## Task directions
Can you reproduce only the records running from the line that contains "task: outline the gold choker necklace" through the end of the records, switching "choker" to "collar" and leaving everything else unchanged?
--- Begin Dataset records ---
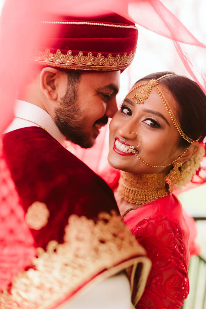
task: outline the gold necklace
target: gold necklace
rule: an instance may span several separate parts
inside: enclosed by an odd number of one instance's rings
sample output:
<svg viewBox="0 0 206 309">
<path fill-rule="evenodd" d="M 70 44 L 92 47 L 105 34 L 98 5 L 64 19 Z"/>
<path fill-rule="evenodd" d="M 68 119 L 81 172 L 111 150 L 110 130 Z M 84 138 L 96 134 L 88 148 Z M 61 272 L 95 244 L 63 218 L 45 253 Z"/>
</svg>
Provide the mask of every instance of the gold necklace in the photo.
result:
<svg viewBox="0 0 206 309">
<path fill-rule="evenodd" d="M 15 116 L 14 118 L 19 118 L 19 119 L 21 119 L 23 120 L 26 120 L 26 121 L 28 121 L 29 122 L 31 122 L 32 123 L 34 123 L 35 125 L 38 125 L 40 128 L 42 129 L 43 129 L 44 130 L 44 131 L 46 131 L 46 132 L 48 132 L 47 130 L 46 130 L 44 128 L 43 128 L 43 127 L 42 127 L 41 125 L 39 125 L 38 123 L 36 123 L 36 122 L 35 122 L 33 121 L 32 121 L 31 120 L 28 120 L 27 119 L 25 119 L 25 118 L 21 118 L 20 117 L 16 117 Z"/>
<path fill-rule="evenodd" d="M 142 175 L 121 171 L 120 174 L 117 192 L 121 197 L 130 203 L 143 205 L 168 195 L 162 172 Z"/>
</svg>

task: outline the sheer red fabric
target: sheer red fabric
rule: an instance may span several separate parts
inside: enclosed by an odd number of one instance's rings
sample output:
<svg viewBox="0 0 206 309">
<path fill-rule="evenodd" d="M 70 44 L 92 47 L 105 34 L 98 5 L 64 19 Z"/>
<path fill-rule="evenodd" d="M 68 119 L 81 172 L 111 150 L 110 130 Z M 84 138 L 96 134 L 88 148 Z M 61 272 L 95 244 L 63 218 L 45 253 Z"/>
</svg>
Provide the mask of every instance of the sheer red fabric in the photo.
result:
<svg viewBox="0 0 206 309">
<path fill-rule="evenodd" d="M 152 263 L 136 307 L 179 309 L 189 293 L 189 244 L 193 242 L 180 203 L 168 195 L 130 211 L 124 221 Z"/>
</svg>

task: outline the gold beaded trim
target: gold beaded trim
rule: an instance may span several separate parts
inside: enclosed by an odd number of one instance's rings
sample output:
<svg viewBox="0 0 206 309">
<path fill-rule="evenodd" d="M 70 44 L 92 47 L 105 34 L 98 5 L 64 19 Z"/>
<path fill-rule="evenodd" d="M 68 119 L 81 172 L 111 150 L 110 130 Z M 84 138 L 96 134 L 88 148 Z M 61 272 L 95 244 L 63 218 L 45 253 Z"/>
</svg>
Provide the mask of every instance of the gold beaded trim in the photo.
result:
<svg viewBox="0 0 206 309">
<path fill-rule="evenodd" d="M 45 51 L 36 49 L 31 60 L 37 61 L 40 65 L 59 68 L 91 71 L 113 71 L 127 67 L 134 59 L 135 51 L 131 52 L 128 56 L 127 53 L 122 56 L 118 54 L 115 57 L 110 53 L 106 57 L 101 53 L 95 57 L 92 53 L 88 53 L 87 56 L 84 56 L 83 52 L 79 52 L 78 55 L 74 56 L 71 50 L 69 50 L 65 54 L 60 49 L 57 49 L 56 53 L 53 53 L 49 49 L 46 49 Z"/>
<path fill-rule="evenodd" d="M 114 211 L 101 213 L 96 221 L 75 214 L 69 217 L 64 242 L 48 243 L 37 249 L 30 267 L 13 278 L 0 292 L 1 309 L 48 309 L 59 307 L 78 293 L 128 267 L 135 273 L 143 267 L 136 298 L 144 291 L 151 262 Z M 131 285 L 134 277 L 131 277 Z M 138 287 L 139 287 L 138 286 Z M 82 289 L 82 290 L 81 289 Z"/>
<path fill-rule="evenodd" d="M 121 171 L 117 192 L 125 201 L 143 205 L 168 195 L 163 173 L 135 175 Z"/>
<path fill-rule="evenodd" d="M 196 141 L 194 141 L 195 142 Z M 191 143 L 192 144 L 192 143 Z M 151 164 L 149 164 L 149 163 L 147 163 L 146 162 L 145 162 L 145 161 L 144 161 L 143 160 L 142 160 L 142 159 L 141 159 L 140 157 L 139 157 L 139 156 L 137 155 L 137 154 L 136 153 L 135 155 L 137 156 L 137 158 L 138 158 L 138 159 L 140 160 L 140 161 L 141 162 L 143 162 L 143 163 L 144 163 L 145 164 L 146 164 L 146 165 L 148 165 L 148 166 L 151 166 L 152 167 L 157 167 L 157 168 L 166 167 L 167 167 L 167 166 L 170 166 L 170 165 L 171 165 L 172 164 L 174 164 L 174 163 L 175 163 L 175 162 L 177 162 L 177 161 L 178 161 L 179 159 L 180 159 L 181 158 L 182 158 L 182 157 L 184 154 L 186 153 L 187 151 L 187 150 L 188 150 L 188 149 L 190 148 L 191 146 L 191 145 L 190 145 L 190 146 L 187 147 L 186 150 L 185 150 L 185 151 L 184 151 L 184 152 L 182 154 L 179 156 L 176 159 L 176 160 L 175 160 L 174 161 L 173 161 L 173 162 L 171 162 L 171 163 L 169 163 L 168 164 L 166 164 L 164 165 L 153 165 Z"/>
<path fill-rule="evenodd" d="M 166 109 L 167 110 L 169 111 L 169 113 L 170 116 L 170 118 L 171 118 L 174 124 L 175 127 L 176 128 L 179 133 L 182 136 L 182 137 L 184 138 L 184 139 L 185 139 L 185 140 L 187 141 L 187 142 L 188 142 L 189 143 L 194 143 L 195 142 L 198 141 L 199 141 L 200 139 L 200 137 L 199 138 L 198 138 L 197 139 L 194 140 L 191 138 L 190 138 L 188 137 L 188 136 L 186 135 L 186 134 L 185 134 L 181 129 L 180 126 L 178 124 L 178 123 L 174 116 L 174 115 L 173 114 L 172 109 L 165 96 L 158 86 L 158 81 L 160 79 L 161 79 L 162 78 L 164 77 L 166 77 L 166 76 L 170 76 L 174 75 L 174 74 L 166 74 L 166 75 L 164 75 L 163 76 L 161 76 L 157 79 L 152 79 L 151 80 L 149 81 L 149 82 L 138 85 L 137 86 L 136 86 L 135 87 L 134 87 L 134 88 L 133 88 L 131 90 L 130 90 L 129 92 L 127 95 L 126 97 L 127 97 L 128 94 L 130 93 L 134 90 L 135 90 L 136 89 L 137 89 L 138 90 L 137 90 L 137 92 L 132 97 L 132 98 L 134 102 L 137 103 L 137 104 L 142 104 L 144 103 L 145 100 L 149 96 L 149 95 L 151 93 L 152 87 L 156 86 L 156 88 L 155 88 L 155 90 L 160 96 L 160 98 L 162 99 L 162 100 L 165 106 Z M 172 163 L 171 163 L 171 164 L 172 164 Z M 167 165 L 166 166 L 168 166 Z"/>
<path fill-rule="evenodd" d="M 41 23 L 60 24 L 62 25 L 87 25 L 88 26 L 99 26 L 104 27 L 114 27 L 115 28 L 126 28 L 138 30 L 138 28 L 134 26 L 126 25 L 116 25 L 115 24 L 104 23 L 92 23 L 90 22 L 77 21 L 40 21 Z"/>
</svg>

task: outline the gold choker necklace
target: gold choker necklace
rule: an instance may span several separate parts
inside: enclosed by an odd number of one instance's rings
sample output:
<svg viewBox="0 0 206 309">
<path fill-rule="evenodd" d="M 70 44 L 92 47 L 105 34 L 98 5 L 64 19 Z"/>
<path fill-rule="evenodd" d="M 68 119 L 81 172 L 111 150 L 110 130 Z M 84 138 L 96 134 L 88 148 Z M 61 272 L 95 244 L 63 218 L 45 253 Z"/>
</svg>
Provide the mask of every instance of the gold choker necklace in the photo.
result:
<svg viewBox="0 0 206 309">
<path fill-rule="evenodd" d="M 125 201 L 143 205 L 168 195 L 163 172 L 135 175 L 121 171 L 117 192 Z"/>
</svg>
--- End Dataset records ---
## Exercise solution
task: outline the gold collar necklace
target: gold collar necklace
rule: an instance may span several separate parts
inside: enclosed by an odd number of one instance's rings
sample output:
<svg viewBox="0 0 206 309">
<path fill-rule="evenodd" d="M 70 44 L 92 47 L 105 34 L 98 5 L 64 19 Z"/>
<path fill-rule="evenodd" d="M 68 119 L 81 172 L 111 150 L 110 130 Z M 84 138 L 96 134 L 88 148 Z M 61 272 L 95 244 L 63 218 L 45 253 Z"/>
</svg>
Provide the mask of every instance of the gold collar necklace in the photo.
result:
<svg viewBox="0 0 206 309">
<path fill-rule="evenodd" d="M 125 201 L 143 205 L 168 195 L 163 172 L 135 175 L 121 171 L 117 192 Z"/>
</svg>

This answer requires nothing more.